(EXTRACT):
....

The holidays speed towards me and I love them, lugging home gifted cookbooks and full of ideas. I simply do not know how to slow down about now, but maybe, after I make David Lebovitz’s Pistachio Rolande, I will sit in front of the fire, fork in the deliciousness and cope with that affliction.

Kick up some leaves. Remember down time. Thinking of you.

Fall in, Friendship, Health, Layers

Live in the layers not the litter*

October 1, 2022.

Heat on. Wool shaken. Hat and mittens to walk the grand-dog. Crunch. All things pumpkin (orange brings joy!). Wind. Knitting. Morning reading, now in the dark. Bourbon is back. Boots dusted off. Tea to warm hands. Down comforters deployed. Socks. Lighting candles. Asters. Rinsing the crock pot. Planning next years garden. Wondering if the rake has one more season left in it. Finally wanting pasta. Stacking wood by the fire. Soup is back. Checking the outside thermometer in the morning. Zipping up, adding on, stripping down. Sharpening pencils.

In New England, the change of seasons keeps me humble. What I did just last week in 80 degrees I can’t do today in a crisp 45, maybe until many months from now — swim, feel the warm sun, wear linen, bare feet. But layering up will be intentional, inside and out; regain my health and hair, try the Peloton, find the best yoga downloads. The facts is I have too many down coats. I do not have enough boots. My writing sweater (there is one) is getting very ratty. But what really matters? I will fall in.

....

(RECORD SET):
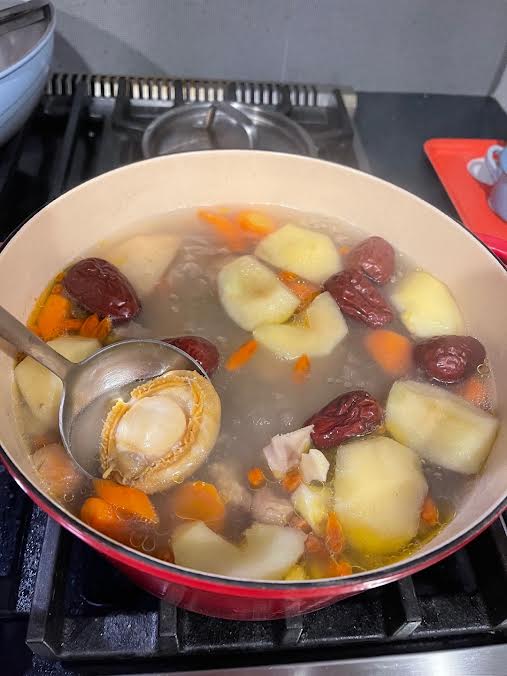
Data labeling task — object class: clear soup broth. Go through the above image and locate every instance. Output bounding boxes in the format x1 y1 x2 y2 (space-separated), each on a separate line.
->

....

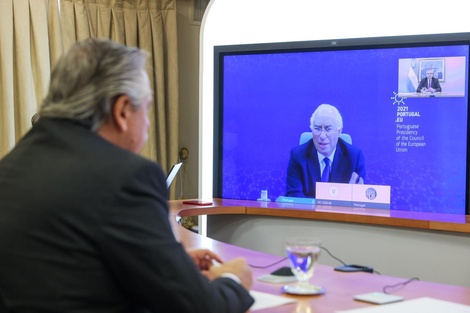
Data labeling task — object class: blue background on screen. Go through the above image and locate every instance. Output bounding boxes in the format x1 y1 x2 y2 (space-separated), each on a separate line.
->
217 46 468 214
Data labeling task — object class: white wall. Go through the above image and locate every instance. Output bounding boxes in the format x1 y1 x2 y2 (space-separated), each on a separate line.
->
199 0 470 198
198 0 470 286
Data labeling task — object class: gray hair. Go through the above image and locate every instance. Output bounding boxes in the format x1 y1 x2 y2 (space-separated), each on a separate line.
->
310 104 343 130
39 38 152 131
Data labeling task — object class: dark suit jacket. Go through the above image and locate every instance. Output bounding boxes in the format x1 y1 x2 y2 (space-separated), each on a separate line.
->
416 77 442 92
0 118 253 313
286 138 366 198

....

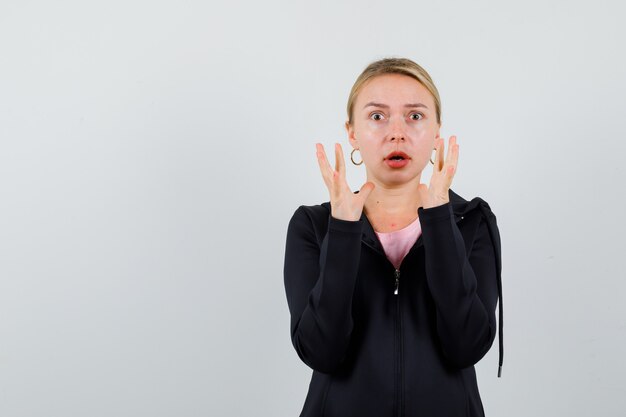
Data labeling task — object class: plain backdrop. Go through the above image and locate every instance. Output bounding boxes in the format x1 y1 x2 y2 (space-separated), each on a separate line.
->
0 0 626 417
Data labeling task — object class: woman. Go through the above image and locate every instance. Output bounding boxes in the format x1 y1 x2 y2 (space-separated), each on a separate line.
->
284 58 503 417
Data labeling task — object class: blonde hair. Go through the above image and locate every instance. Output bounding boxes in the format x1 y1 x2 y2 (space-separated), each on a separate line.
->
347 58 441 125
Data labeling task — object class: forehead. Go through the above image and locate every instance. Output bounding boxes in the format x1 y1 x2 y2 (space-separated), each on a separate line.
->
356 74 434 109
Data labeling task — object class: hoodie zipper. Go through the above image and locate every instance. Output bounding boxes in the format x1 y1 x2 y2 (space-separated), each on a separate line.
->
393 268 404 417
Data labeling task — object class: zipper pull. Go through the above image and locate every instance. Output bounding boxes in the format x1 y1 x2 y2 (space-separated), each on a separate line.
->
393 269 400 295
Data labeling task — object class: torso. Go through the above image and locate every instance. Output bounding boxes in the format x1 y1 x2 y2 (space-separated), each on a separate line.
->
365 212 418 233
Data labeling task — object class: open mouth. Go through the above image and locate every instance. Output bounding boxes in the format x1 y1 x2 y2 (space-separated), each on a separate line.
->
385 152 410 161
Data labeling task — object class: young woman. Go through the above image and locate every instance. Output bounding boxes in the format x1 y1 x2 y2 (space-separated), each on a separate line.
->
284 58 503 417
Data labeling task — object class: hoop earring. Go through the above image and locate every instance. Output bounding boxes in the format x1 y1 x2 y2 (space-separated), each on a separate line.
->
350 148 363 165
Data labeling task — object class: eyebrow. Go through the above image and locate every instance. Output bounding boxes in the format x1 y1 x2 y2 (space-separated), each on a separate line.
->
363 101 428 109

....

(WHAT TO PRODUCE): In the text about the change of seasons, which dish does the writer plan to make before sitting by the fire?

(REPLY): David Lebovitz’s Pistachio Rolande.